__TASK REQUIREMENTS__:
Everything in the listing should be restated word for word.
START DATA SECTION
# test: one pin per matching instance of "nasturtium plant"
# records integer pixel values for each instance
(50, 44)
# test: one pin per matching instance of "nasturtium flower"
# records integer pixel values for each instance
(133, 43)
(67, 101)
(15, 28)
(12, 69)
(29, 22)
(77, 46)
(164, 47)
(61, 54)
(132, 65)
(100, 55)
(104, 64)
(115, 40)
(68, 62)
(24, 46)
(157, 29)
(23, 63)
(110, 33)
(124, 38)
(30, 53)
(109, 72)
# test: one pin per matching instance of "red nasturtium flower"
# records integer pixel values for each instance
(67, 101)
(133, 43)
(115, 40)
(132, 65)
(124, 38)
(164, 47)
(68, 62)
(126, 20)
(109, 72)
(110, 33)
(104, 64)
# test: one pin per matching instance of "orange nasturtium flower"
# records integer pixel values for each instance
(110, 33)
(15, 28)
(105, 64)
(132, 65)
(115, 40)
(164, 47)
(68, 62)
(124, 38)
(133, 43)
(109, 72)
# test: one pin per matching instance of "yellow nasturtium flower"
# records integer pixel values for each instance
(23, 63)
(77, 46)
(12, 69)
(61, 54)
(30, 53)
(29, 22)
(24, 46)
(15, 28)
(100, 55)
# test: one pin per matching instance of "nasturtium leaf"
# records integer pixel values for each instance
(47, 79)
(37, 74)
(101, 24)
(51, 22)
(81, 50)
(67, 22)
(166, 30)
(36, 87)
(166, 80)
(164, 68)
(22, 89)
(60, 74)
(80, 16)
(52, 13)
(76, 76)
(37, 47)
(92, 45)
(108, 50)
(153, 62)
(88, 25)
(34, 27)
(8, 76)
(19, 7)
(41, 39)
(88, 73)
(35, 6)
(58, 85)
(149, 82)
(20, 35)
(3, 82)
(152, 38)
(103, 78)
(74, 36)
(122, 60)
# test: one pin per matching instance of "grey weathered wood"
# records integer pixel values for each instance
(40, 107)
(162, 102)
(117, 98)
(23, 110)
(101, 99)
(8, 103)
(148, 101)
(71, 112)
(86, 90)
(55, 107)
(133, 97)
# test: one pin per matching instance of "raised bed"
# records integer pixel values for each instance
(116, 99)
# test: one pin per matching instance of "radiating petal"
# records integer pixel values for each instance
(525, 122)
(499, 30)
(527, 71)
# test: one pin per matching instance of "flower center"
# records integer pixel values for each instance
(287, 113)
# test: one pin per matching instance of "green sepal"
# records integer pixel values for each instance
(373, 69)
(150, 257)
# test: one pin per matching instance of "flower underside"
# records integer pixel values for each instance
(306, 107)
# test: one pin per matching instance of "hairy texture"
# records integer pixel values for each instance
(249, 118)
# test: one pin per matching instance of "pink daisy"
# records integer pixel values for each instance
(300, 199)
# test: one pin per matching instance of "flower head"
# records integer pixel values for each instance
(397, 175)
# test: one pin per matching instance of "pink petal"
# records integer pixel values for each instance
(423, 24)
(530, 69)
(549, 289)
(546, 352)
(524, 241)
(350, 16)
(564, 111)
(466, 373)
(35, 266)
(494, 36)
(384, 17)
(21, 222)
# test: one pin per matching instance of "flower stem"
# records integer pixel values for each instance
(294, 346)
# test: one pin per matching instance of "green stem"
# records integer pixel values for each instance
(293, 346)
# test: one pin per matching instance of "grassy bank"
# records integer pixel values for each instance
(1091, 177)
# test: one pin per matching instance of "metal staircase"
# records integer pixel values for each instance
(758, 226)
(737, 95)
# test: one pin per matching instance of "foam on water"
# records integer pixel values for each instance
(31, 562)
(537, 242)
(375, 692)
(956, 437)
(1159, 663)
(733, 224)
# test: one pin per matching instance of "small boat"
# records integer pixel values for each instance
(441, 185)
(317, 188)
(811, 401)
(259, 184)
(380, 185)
END DATA SECTION
__REPLY TO THE TASK__:
# test: one pin per matching instance of "nasturtium plant"
# records integer pixel values for each instance
(50, 44)
# test: one pin per matching instance of "nasturtium flower"
# records integer pixel values for each instance
(133, 43)
(67, 101)
(15, 28)
(12, 69)
(29, 22)
(77, 46)
(164, 47)
(61, 54)
(132, 65)
(100, 55)
(104, 64)
(115, 40)
(68, 62)
(24, 46)
(157, 29)
(23, 63)
(110, 33)
(124, 38)
(30, 53)
(109, 72)
# test: one pin per matching instance of "red nasturtium flower"
# records integer pixel values for each instance
(67, 101)
(133, 43)
(115, 40)
(132, 65)
(124, 38)
(164, 47)
(68, 62)
(126, 20)
(109, 72)
(110, 33)
(104, 64)
# test: one pin per matching instance of "orange nasturtium flower"
# records integer pixel values for each instance
(110, 33)
(15, 28)
(105, 64)
(132, 65)
(115, 40)
(164, 47)
(68, 62)
(124, 38)
(133, 43)
(109, 72)
# test: one pin per matching instance of "yellow nasturtium flower"
# records integer pixel values for each instance
(23, 63)
(77, 46)
(12, 69)
(61, 54)
(30, 53)
(29, 22)
(24, 46)
(15, 28)
(100, 55)
# test: one pin per matching instance of "nasturtium leaf"
# records integer pixel values for each instance
(47, 79)
(37, 74)
(101, 24)
(51, 22)
(81, 50)
(67, 22)
(166, 30)
(36, 87)
(166, 80)
(164, 68)
(22, 89)
(60, 74)
(80, 16)
(52, 13)
(76, 76)
(37, 47)
(92, 45)
(108, 50)
(153, 62)
(88, 25)
(34, 27)
(8, 76)
(19, 7)
(41, 39)
(88, 73)
(35, 6)
(58, 85)
(149, 82)
(20, 35)
(3, 82)
(152, 38)
(103, 78)
(74, 36)
(122, 60)
# test: one pin per matching instance of "grey weathered wood"
# records integer pixel values for each instance
(40, 107)
(162, 102)
(117, 98)
(23, 110)
(101, 99)
(8, 103)
(148, 101)
(71, 112)
(86, 90)
(55, 107)
(133, 97)
# test: one pin per matching instance of "raised bed"
# records integer pixel values for each instance
(116, 99)
# test: one pin per matching instance of "radiating petal"
# records integer pixel values for each instance
(525, 122)
(499, 30)
(527, 71)
# test: one pin per matching instance of "flower center"
# records integer pixel values for each instance
(287, 113)
# test: one pin per matching instance of "green sepal"
# records integer pixel values for each instance
(373, 69)
(150, 257)
# test: one pin per matching instance of "flower underside"
# records integer pixel values for each instance
(306, 107)
# test: one pin per matching instance of "hairy texture"
# records integer pixel values for each instance
(249, 118)
# test: one pin per matching instance of "pink daisy"
# records integer pixel values for each instance
(300, 199)
# test: one pin per matching instance of "flower head"
# records integer pixel values for each instance
(397, 175)
# test: one pin per matching instance of "pink petal"
# records integer pixel values for each instance
(423, 24)
(530, 69)
(549, 289)
(546, 352)
(524, 241)
(350, 16)
(564, 111)
(466, 373)
(35, 266)
(494, 36)
(384, 17)
(21, 222)
# test: one pin per matching instance of "flower stem"
# records integer pixel values for each instance
(294, 346)
# test: one pin per matching instance of "green stem"
# records integer pixel values for each instance
(293, 346)
# test: one pin per matching instance of "grassy bank"
# records integer pixel values for each instance
(1091, 177)
# test: one pin per matching instance of "metal staircase"
# records integer pixel values for each instance
(758, 226)
(737, 95)
# test: one pin per matching instance of "foam on water"
# records integer pixel values for each instance
(31, 562)
(537, 242)
(375, 692)
(956, 437)
(1159, 663)
(733, 224)
# test: one pin per matching instance of "small boat"
# records integer pixel values for each instance
(441, 185)
(317, 188)
(811, 401)
(259, 184)
(380, 185)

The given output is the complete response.